__Using the information__.
a: In the post titled "The Help," copy everything from "I’m gearing up" down to "babysitter is a must.", replacing "babysitter" with "nanny".
b: According to the post titled "The Help," where were signs put up to find a babysitter?
c: Write the next part of the post titled "The Help," starting after its last sentence.

__Text passage__.
....

The Help

I’m gearing up to teach again in the fall. I’ve gotten desk copies of books, handed in my book order form, and filled out the W2s. Next week I have to get my parking pass and faculty ID. I also have to hire people to watch my kid and to pick up some of the slack with the housecleaning.

Let’s get this straight. I have to hire two people, so that I can do one job that will probably not cover the expenses of hiring those two people. Makes sense, right? So, the housecleaner probably won’t happen, but the babysitter is a must.

I’ve got to get this all set up now, so that Ian doesn’t have any problems in September. Daycare is out of the question, because Ian can’t deal with too many people in tight spaces. We tried at-home daycare last week, but it was a disaster. He cried for two hours, and the woman made me take him home. On Friday, I put up signs at ShopRite and Starbucks for a babysitter in my home. I have someone coming for an interview at 1:30. Keep your fingers crossed for me.

....

__Stored data entries__.
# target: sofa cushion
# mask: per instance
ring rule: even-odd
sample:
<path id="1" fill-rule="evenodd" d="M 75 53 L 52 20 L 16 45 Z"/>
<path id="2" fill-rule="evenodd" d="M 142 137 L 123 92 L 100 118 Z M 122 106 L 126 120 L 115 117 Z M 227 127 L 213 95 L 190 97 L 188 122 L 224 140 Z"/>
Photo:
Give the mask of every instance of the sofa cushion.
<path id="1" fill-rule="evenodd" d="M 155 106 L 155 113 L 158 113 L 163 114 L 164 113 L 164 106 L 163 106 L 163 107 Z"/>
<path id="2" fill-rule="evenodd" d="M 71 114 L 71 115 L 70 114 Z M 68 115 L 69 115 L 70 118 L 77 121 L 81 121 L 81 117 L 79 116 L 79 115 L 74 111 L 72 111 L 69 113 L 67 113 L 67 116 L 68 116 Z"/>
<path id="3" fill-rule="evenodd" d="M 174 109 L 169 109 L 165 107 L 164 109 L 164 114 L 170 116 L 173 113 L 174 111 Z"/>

....

__List of answers__.
a:
I’m gearing up to teach again in the fall. I’ve gotten desk copies of books, handed in my book order form, and filled out the W2s. Next week I have to get my parking pass and faculty ID. I also have to hire people to watch my kid and to pick up some of the slack with the housecleaning.

Let’s get this straight. I have to hire two people, so that I can do one job that will probably not cover the expenses of hiring those two people. Makes sense, right? So, the housecleaner probably won’t happen, but the nanny is a must.

b: At ShopRite and Starbucks.

c:
I am not thrilled with returning to the babysitter/nanny lifestyle. In the past, I had a couple different women watch the kids when I was adjuncting. It was only for a handful of hours, but the whole arrangement made me very uncomfortable. It’s not like an office job, where you are delegating some paperwork and where there are very public and well known rules to moderate behavior. There’s all the fuzzy questions. Do you feed the babysitter lunch? Do you pay her during holidays? Is she allowed to yell at your kid? What if she asks for money? How do you fire someone? What if you haven’t left for work yet, and the baby poops? Who changes the diaper?

I suppose some people are more used to these servant arrangements. Belle said that her family had long employed staff, so having a maid wasn’t such a foreign experience.

My family is Northern, urban, immigrant. We have never hired servants. In fact, my family was often serving rich people as cashiers, garment specialists, and waiters. They had nothing but contempt for the objects of their labors. My grandfather, the Maitre D at the Waldorf, would tell stories about the cheap, the stupid, and the picky. He hated them, but served them with a smile. After he returned to the kitchen, the staff would spit on the steaks. They would pick up chicken that had fallen to the ground and re-plate it. How odd that his granddaughter would now be the one giving orders.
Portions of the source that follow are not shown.